Best subset selection, forward selection, and backward selection result in the creation of a set of models, each of which contains a subset of the \(D\) predictors. To apply these methods, we need a way to determine which of these models is best. We can use either a validation set approach or a cross-validation approach introduced in Cross-validation to estimate the test error directly and then choose the best model.

Example. Here we use the Credit dataset (click to explore) to study feature selection on real-world data. To select features, we use the RFECV API from scikit-learn for recursive feature elimination with cross-validation (RFECV), which is a backward stepwise selection approach. The RFECV API takes a model as input and performs feature selection on the model. Here we use a linear regression model as an example. The RFECV API will fit a linear regression model on the data with different numbers of features and select the best model based on the cross-validation error.

Get ready by importing the APIs needed from respective libraries.

-- -- --

• Request A
For each statement, say whether the feature selection text agrees with it (yes or no), and quote the words of the text that decide it.
(i) RFECV is a forward stepwise selection approach.
(ii) The example uses a linear regression model.
(iii) The RFECV API picks the best model by cross-validation error.
The feature selection text and the rows come from different sources.

-- -- --

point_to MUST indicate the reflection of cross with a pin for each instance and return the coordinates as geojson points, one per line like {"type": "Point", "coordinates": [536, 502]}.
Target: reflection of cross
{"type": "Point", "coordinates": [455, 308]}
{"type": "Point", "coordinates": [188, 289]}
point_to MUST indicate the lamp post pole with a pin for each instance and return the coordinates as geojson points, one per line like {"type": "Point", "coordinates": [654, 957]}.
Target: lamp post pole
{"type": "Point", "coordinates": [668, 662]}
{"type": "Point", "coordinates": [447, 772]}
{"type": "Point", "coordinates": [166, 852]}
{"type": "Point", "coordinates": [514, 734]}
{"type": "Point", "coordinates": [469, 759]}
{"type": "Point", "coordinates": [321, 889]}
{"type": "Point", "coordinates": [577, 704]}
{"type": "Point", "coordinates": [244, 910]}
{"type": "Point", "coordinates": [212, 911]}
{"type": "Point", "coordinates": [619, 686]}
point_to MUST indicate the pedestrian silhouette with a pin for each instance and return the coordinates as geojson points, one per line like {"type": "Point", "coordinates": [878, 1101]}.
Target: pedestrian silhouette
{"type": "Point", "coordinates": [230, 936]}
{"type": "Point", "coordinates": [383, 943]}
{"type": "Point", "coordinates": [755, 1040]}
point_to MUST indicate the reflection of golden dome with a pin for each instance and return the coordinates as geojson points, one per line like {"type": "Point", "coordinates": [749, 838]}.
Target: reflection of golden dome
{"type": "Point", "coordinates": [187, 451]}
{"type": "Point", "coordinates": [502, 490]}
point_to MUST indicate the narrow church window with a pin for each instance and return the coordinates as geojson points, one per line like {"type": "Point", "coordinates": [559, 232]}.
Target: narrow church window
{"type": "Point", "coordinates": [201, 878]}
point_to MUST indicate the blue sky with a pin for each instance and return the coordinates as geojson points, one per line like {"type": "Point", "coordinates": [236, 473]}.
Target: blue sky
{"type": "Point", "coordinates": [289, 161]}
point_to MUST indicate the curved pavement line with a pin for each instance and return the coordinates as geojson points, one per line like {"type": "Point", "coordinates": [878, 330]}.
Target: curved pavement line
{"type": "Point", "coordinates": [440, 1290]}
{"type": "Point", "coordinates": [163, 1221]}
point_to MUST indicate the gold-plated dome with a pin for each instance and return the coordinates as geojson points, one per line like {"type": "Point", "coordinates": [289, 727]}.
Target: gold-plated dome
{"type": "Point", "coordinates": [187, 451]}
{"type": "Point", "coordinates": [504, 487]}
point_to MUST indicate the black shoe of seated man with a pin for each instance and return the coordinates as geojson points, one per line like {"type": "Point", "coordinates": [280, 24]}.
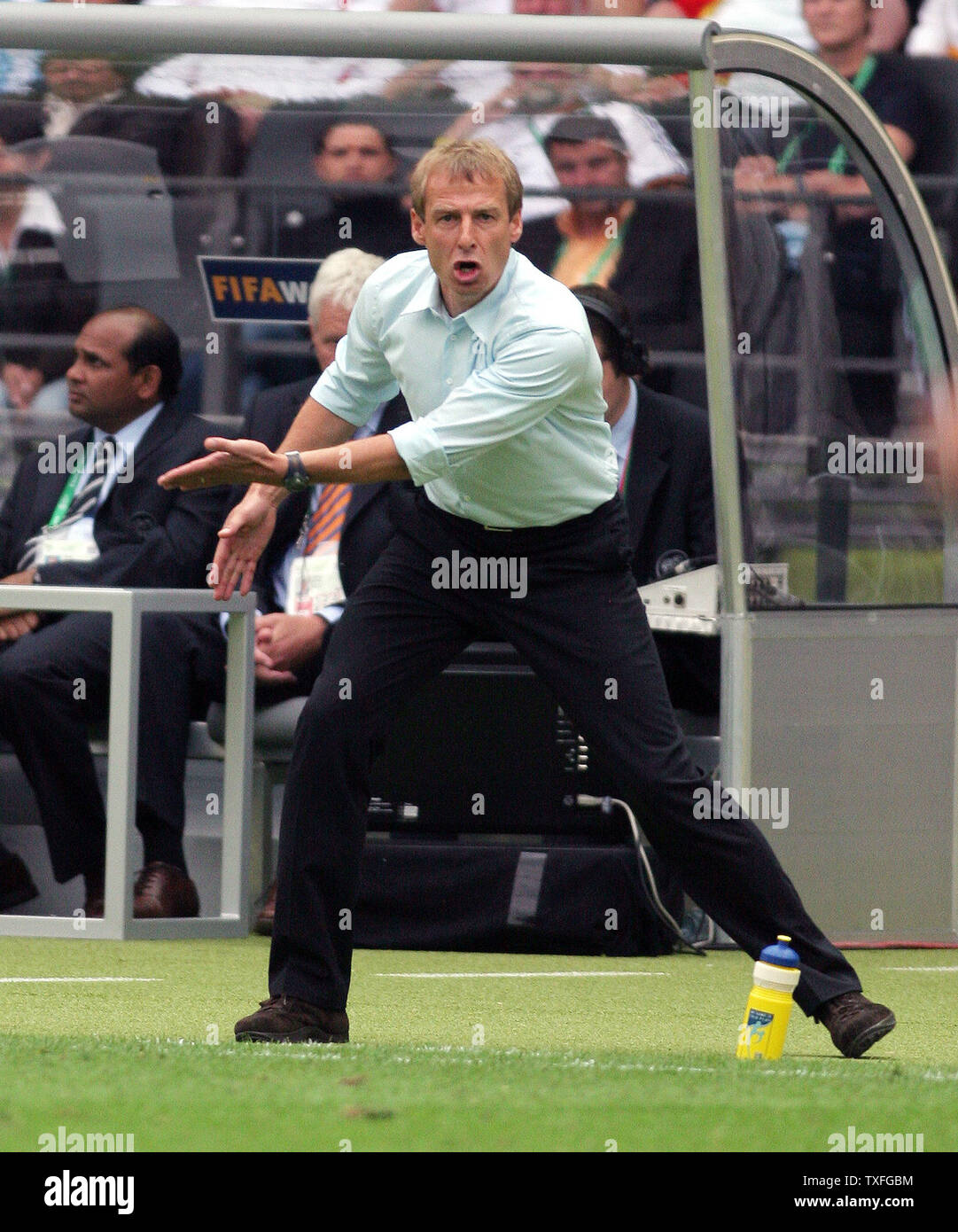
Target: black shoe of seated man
{"type": "Point", "coordinates": [161, 891]}
{"type": "Point", "coordinates": [287, 1020]}
{"type": "Point", "coordinates": [16, 885]}
{"type": "Point", "coordinates": [854, 1023]}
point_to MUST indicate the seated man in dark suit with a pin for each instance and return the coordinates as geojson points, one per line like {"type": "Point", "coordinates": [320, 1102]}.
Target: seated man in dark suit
{"type": "Point", "coordinates": [347, 155]}
{"type": "Point", "coordinates": [644, 249]}
{"type": "Point", "coordinates": [85, 511]}
{"type": "Point", "coordinates": [666, 467]}
{"type": "Point", "coordinates": [350, 525]}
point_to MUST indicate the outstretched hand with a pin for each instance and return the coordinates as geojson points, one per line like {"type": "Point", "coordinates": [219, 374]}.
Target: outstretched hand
{"type": "Point", "coordinates": [228, 462]}
{"type": "Point", "coordinates": [243, 540]}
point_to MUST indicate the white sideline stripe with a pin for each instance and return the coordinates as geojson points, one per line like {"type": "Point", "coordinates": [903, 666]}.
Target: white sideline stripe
{"type": "Point", "coordinates": [81, 979]}
{"type": "Point", "coordinates": [509, 975]}
{"type": "Point", "coordinates": [922, 969]}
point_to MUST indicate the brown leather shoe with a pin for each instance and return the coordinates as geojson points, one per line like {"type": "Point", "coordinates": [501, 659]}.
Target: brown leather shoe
{"type": "Point", "coordinates": [287, 1020]}
{"type": "Point", "coordinates": [16, 885]}
{"type": "Point", "coordinates": [854, 1023]}
{"type": "Point", "coordinates": [161, 891]}
{"type": "Point", "coordinates": [264, 924]}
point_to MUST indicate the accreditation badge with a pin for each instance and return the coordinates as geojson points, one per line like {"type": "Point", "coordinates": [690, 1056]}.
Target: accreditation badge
{"type": "Point", "coordinates": [73, 542]}
{"type": "Point", "coordinates": [315, 581]}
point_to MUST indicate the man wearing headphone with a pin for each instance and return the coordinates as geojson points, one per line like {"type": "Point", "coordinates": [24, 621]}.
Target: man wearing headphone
{"type": "Point", "coordinates": [666, 480]}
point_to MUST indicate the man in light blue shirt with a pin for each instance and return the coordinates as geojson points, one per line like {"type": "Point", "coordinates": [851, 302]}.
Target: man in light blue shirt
{"type": "Point", "coordinates": [518, 527]}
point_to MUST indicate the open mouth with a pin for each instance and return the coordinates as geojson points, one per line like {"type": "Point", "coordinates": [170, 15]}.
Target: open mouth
{"type": "Point", "coordinates": [465, 271]}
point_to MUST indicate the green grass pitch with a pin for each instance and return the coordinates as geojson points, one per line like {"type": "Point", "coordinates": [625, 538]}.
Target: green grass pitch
{"type": "Point", "coordinates": [464, 1052]}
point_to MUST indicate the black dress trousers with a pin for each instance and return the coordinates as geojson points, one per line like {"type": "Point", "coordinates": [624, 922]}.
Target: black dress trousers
{"type": "Point", "coordinates": [581, 626]}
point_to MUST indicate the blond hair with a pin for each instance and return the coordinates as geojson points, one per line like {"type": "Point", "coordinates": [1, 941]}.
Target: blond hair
{"type": "Point", "coordinates": [465, 160]}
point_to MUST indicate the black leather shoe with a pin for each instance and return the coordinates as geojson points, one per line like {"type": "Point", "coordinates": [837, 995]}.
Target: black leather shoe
{"type": "Point", "coordinates": [854, 1023]}
{"type": "Point", "coordinates": [287, 1020]}
{"type": "Point", "coordinates": [16, 885]}
{"type": "Point", "coordinates": [161, 891]}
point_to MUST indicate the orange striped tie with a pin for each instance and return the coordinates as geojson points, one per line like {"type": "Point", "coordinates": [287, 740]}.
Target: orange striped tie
{"type": "Point", "coordinates": [325, 525]}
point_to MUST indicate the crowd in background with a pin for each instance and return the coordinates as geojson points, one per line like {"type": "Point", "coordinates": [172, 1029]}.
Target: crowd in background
{"type": "Point", "coordinates": [114, 176]}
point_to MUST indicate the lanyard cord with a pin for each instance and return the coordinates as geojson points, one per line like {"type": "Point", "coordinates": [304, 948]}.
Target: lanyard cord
{"type": "Point", "coordinates": [610, 250]}
{"type": "Point", "coordinates": [838, 160]}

-- -- --

• Request B
Quote everything in the rows from the line containing "point_to MUST indicate the orange" down to the last row, with both ends included.

• Written reply A
(i) No: "which is a backward stepwise selection approach"
(ii) Yes: "Here we use a linear regression model as an example."
(iii) Yes: "select the best model based on the cross-validation error"

• Written reply B
point_to MUST indicate the orange striped tie with a pin for each instance and return the coordinates as geojson points, one per line like {"type": "Point", "coordinates": [287, 740]}.
Target: orange striped tie
{"type": "Point", "coordinates": [325, 525]}
point_to MUST indicate the crowd in background with a pin for each instance and return the coordinates as geojson points, one per line like {"type": "Point", "coordinates": [172, 1029]}.
Target: crowd in background
{"type": "Point", "coordinates": [114, 176]}
point_to MUST indicate the lanyard cord with a pin for each instance and return the coordinates as geojson points, one per line like {"type": "Point", "coordinates": [304, 948]}.
Target: lanyard cord
{"type": "Point", "coordinates": [610, 250]}
{"type": "Point", "coordinates": [838, 160]}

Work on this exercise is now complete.